PAGE »
Il n'en reste pas moins que cette disposition de l'article 6-1 laisse une marge
à des abus de détentions préventives qui pourraient dans
certains cas conduire à des excès et donner une base de
légalité internationale à des détentions
arbitraires.
C'est pourquoi,
la France
, dont le droit de la procédure
pénale ne permet évidemment pas de détenir une personne
avant qu'une enquête n'ait permis d'établir les faits,
fait
à ce sujet
une réserve
et entend en rester strictement
à sa législation interne.
-
L'article 9-1
, refus d'extrader ses nationaux et les personnes
encourant la peine capitale
Les garanties accordées par la convention en matière
d'extradition n'ont pas paru suffisantes à la France qui a fait une
déclaration interprétative complémentaire à propos
de l'article 9.

SEGMENT DE DONNÉES »
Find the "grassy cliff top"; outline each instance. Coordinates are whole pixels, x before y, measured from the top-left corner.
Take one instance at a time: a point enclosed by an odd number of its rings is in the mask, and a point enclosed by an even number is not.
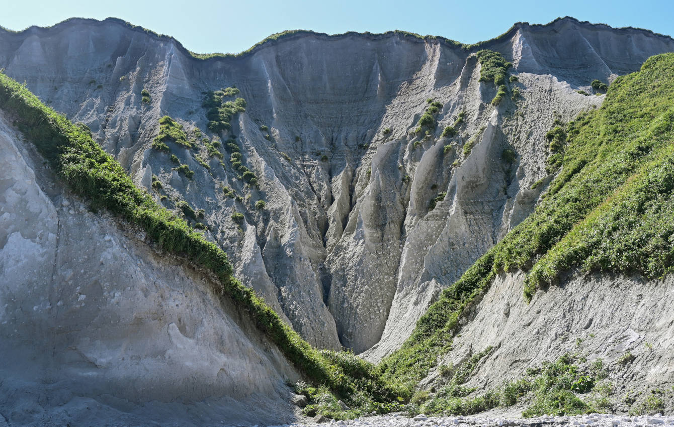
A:
[[[0,30],[16,34],[22,34],[24,33],[33,34],[35,32],[49,30],[52,28],[63,28],[64,26],[67,26],[72,24],[82,23],[82,22],[88,22],[93,24],[112,23],[112,24],[121,25],[127,28],[131,29],[133,31],[137,31],[145,33],[148,36],[150,36],[150,37],[156,38],[158,40],[167,40],[173,42],[177,46],[179,49],[183,51],[183,53],[185,53],[187,55],[190,56],[195,59],[200,59],[200,60],[244,57],[254,53],[260,48],[267,47],[268,46],[273,46],[277,42],[281,41],[293,40],[295,38],[305,37],[305,36],[319,36],[326,38],[336,38],[336,39],[342,38],[345,37],[357,36],[357,37],[367,38],[371,40],[388,38],[390,37],[399,37],[402,39],[419,41],[421,42],[428,42],[442,43],[443,44],[445,44],[446,46],[448,46],[452,48],[459,49],[465,51],[466,53],[472,53],[477,51],[480,48],[488,47],[493,44],[495,44],[501,42],[503,42],[503,40],[514,35],[514,34],[520,28],[529,28],[537,31],[540,31],[540,30],[547,31],[549,30],[553,30],[555,26],[557,26],[560,24],[563,24],[564,22],[572,22],[577,25],[585,27],[608,29],[618,32],[636,31],[639,32],[643,32],[649,35],[652,35],[656,37],[664,37],[667,39],[670,40],[671,39],[671,37],[670,37],[669,36],[660,34],[654,32],[650,30],[646,30],[644,28],[636,28],[634,27],[613,28],[606,24],[592,24],[588,21],[580,21],[570,16],[557,18],[547,24],[529,24],[528,22],[516,22],[503,34],[497,36],[493,38],[491,38],[489,40],[478,42],[477,43],[473,43],[473,44],[462,43],[461,42],[458,42],[456,40],[447,38],[446,37],[443,37],[442,36],[431,36],[431,35],[422,36],[421,34],[418,34],[416,33],[409,32],[407,31],[403,31],[400,30],[387,31],[384,33],[371,33],[369,32],[357,32],[355,31],[349,31],[345,33],[338,34],[328,34],[326,33],[317,32],[309,30],[288,30],[286,31],[282,31],[280,32],[277,32],[271,34],[268,37],[266,37],[264,39],[260,40],[257,43],[255,43],[255,44],[253,44],[249,48],[246,49],[245,51],[243,51],[243,52],[239,52],[239,53],[196,53],[195,52],[192,52],[185,48],[179,41],[178,41],[177,40],[176,40],[175,38],[174,38],[171,36],[158,34],[151,30],[148,30],[140,26],[133,25],[130,22],[124,21],[123,20],[121,20],[117,18],[108,18],[102,21],[92,18],[71,18],[49,27],[38,27],[34,26],[21,31],[13,31],[11,30],[9,30],[7,28],[5,28],[4,27],[0,26]]]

CONSIGNE » Reprenez, s'il vous plaît, le texte sur les réserves de la France à la convention et rédigez-en la suite à partir de sa dernière phrase.

RÉSULTAT DE L'EXERCICE »
La France exclut d'extrader un de ses nationaux ou une
personne de nationalité étrangère si l'infraction est
punie de la peine de mort par la législation de l'Etat
requérant
. Il ne sera fait exception à ce principe que si
l'Etat requérant donne des assurances suffisantes que la peine capitale
ne sera pas infligée ou que, si elle est prononcée, elle ne sera
pas exécutée.
La convention européenne d'extradition du 27 septembre 1996, qui n'est
pas encore entrée en vigueur, pourrait conduire, si aucune
réserve n'était faite à ce sujet, à remettre en
cause le principe de non extradition des nationaux (article 7-1 de cette
convention). Il faut donc noter qu'un Etat européen partie à
cette convention pourrait être amené à demander
l'extradition d'une personne de nationalité française en
matière de prise d'otages en se prévalant de la convention qui
lui est la plus favorable.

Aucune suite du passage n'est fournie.